# [PROBLEM 1]
Reproduce word for word the part of the news report on the Erin Andrews verdict starting with "For instance, the" and going on through "as they should.".
# [PROBLEM 2]
Render this sentence from the news report on the Erin Andrews verdict in Spanish: "Andrews said she remains anxious and depressed as a result of the videos that have been viewed millions of times online."

# [SELECTED EXTRACT]
====
NASHVILLE, Tenn. (AP) — A jury verdict awarding $55 million to sportscaster Erin Andrews for nude videos of her taken through a hotel peephole will likely reverberate a long time for hotels and their guests, regardless of whether she ever collects it.
After the Nashville jury rendered its decision Monday, Andrews said it would "hold accountable those whose job it is to protect everyone's safety, security and privacy."
Legal experts tend to agree, saying that aside from Andrews' celebrity status, the jury's award reflects people's expectation that hotels must honor their privacy.
And one of the jurors said that's exactly what the panel hoped to do.
"We were sending a message out to the hotels and the chains to do better than what they've done," said juror Noble Taylor, a sergeant for the Nashville Police Department. Taylor said he actually wanted to give Andrews more money because the Internet videos will never go away.
Hotels are considered private spaces, and most people can relate to Andrews' experience as a profound violation of privacy, said Danielle Citron, a University of Maryland professor of law and online stalking and privacy expert.
"It's pretty common for people to understand that undressing in a home or hotel room is something that's sacred," she said.
But one hospitality expert said hotels are already safe and called what the stalker did an anomaly. Hotels have been working for the past 15 years to better ensure safety for an ever-growing number of female business travelers, said Donna Quadri-Felitti, director and associate professor of hospitality management at Penn State.
In her often emotional testimony, Andrews blamed the owner and former operator of the Nashville Marriott at Vanderbilt for giving out her hotel room number to the stalker and not telling her that he had asked to be put in a room next to hers — something the hotel companies denied.
She told jurors she was horrified that the stalker could alter the peephole in her hotel room and be able to get as much video footage of her as he did and blamed the hotel companies for ruining her life.
"You don't really realize how long four minutes is until it's your naked body, you getting dressed for a football game," Andrews testified tearfully. "So I look at the Marriott as more damaging because it's 4 ½ minutes of my personal private time, absolutely naked, that everyone sees and the images that were used in all the papers and the images that were sent to me and the images that people watch are from the Marriott."
Andrews said she remains anxious and depressed as a result of the videos that have been viewed millions of times online.
Michael David Barrett, a former Chicago-area insurance executive, admitted to altering peepholes in hotels in Nashville and Columbus, Ohio, to shoot nude videos of Andrews before posting them on the Internet. He was later sentenced to 2 ½ years in prison.
Most U.S. chain hotels aren't actually owned by the company with the name on the building. Marriott, Hilton, Holiday Inn, Sheraton and most other major brands are typically paid to manage hotels on behalf of local owners or just franchise their name and brand to the owner.
For instance, the Nashville Marriott at Vanderbilt University where Andrews stayed was a franchised hotel. Marriott doesn't own or operate it. The hotel is actually owned by West End Hotel Partners LLC and was operated by Windsor Capital Group, Inc.
All the major hotel chains have procedures about how best to run hotels that fall under their umbrella. But not all owners and managers follow those protocols as closely as they should.
====
# [THE DATA]
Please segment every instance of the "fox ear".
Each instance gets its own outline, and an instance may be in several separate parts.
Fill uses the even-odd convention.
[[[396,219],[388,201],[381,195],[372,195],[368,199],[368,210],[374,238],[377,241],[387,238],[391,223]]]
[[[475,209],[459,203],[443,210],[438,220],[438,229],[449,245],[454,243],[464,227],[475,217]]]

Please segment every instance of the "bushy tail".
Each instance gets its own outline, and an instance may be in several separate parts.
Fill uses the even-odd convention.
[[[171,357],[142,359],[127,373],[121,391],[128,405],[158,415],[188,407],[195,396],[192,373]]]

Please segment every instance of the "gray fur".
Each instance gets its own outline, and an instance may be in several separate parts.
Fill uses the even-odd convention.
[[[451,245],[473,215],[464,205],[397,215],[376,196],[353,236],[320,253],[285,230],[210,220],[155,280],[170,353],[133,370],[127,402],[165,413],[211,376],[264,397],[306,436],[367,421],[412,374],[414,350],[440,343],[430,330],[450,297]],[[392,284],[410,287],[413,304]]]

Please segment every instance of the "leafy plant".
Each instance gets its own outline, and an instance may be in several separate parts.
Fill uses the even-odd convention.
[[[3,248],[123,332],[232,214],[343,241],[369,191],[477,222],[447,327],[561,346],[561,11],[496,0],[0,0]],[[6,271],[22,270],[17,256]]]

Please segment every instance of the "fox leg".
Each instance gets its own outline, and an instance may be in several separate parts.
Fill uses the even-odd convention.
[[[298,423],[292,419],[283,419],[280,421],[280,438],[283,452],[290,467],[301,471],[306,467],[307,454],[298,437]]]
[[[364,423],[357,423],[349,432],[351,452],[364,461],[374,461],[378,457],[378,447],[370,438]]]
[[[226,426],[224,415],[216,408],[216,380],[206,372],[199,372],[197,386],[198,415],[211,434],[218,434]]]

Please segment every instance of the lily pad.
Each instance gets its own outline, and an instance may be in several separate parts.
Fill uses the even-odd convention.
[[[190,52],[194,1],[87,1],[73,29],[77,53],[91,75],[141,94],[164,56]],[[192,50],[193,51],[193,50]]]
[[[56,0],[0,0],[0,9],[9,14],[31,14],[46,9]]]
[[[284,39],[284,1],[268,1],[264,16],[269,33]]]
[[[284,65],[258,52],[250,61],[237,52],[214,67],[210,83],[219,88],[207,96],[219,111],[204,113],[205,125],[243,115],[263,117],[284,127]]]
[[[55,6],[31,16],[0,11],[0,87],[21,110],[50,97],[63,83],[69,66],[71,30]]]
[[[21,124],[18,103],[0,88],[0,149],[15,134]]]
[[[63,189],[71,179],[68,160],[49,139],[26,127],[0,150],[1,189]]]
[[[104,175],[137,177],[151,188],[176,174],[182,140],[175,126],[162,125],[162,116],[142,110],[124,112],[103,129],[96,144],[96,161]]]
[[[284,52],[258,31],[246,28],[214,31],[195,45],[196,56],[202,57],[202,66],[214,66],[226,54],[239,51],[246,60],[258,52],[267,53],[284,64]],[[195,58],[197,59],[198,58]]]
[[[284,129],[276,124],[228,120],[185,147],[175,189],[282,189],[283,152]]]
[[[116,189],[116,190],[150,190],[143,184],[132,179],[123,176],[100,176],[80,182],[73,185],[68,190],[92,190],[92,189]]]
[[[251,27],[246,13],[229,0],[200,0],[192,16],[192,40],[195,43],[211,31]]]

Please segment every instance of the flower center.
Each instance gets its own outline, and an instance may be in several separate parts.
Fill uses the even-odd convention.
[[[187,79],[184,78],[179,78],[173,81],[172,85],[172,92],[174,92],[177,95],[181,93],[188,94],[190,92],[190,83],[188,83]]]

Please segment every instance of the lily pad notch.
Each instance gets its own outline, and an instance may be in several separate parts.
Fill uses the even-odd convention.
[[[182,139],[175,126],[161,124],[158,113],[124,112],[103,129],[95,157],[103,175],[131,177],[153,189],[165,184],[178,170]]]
====
# [ANSWER BOX 1]
For instance, the Nashville Marriott at Vanderbilt University where Andrews stayed was a franchised hotel. Marriott doesn't own or operate it. The hotel is actually owned by West End Hotel Partners LLC and was operated by Windsor Capital Group, Inc.
All the major hotel chains have procedures about how best to run hotels that fall under their umbrella. But not all owners and managers follow those protocols as closely as they should.

# [ANSWER BOX 2]
Andrews dijo que sigue ansiosa y deprimida como consecuencia de los videos que se han visto millones de veces en internet.